Start of Records to process
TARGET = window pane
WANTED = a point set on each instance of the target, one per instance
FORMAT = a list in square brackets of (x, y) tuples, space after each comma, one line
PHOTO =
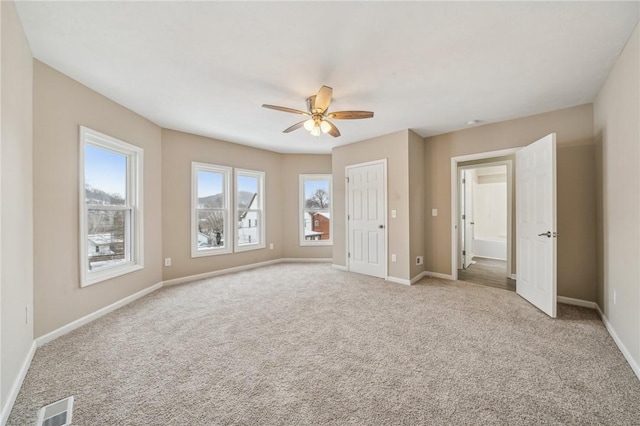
[(317, 226), (316, 194), (107, 231), (210, 193), (105, 177), (249, 227), (247, 196), (211, 229)]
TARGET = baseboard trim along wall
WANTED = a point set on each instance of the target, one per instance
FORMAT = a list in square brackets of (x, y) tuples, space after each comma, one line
[(95, 315), (398, 280), (211, 274), (577, 302), (15, 389), (625, 352), (438, 275)]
End of Records to process
**Task to complete**
Rewrite every line of the rows above as a numbered list, skipping any blank lines. Leave the pictures out.

**Final result**
1. TARGET = window pane
2. WANTED = a point set on each instance of the target, one per instance
3. FORMAT = a list in square brackets of (x, y) tuples, space after each comma, one line
4. PHOTO =
5. [(317, 226), (316, 194), (107, 231), (210, 193), (105, 177), (249, 227), (247, 196), (211, 229)]
6. TARGET = baseboard trim along wall
7. WANTED = a point set on each instance of the target, one per instance
8. FORMAT = a list in square brackets of (x, y) tuples, space after each comma, one line
9. [(95, 315), (398, 280), (211, 274), (577, 302), (15, 389), (625, 352), (438, 275)]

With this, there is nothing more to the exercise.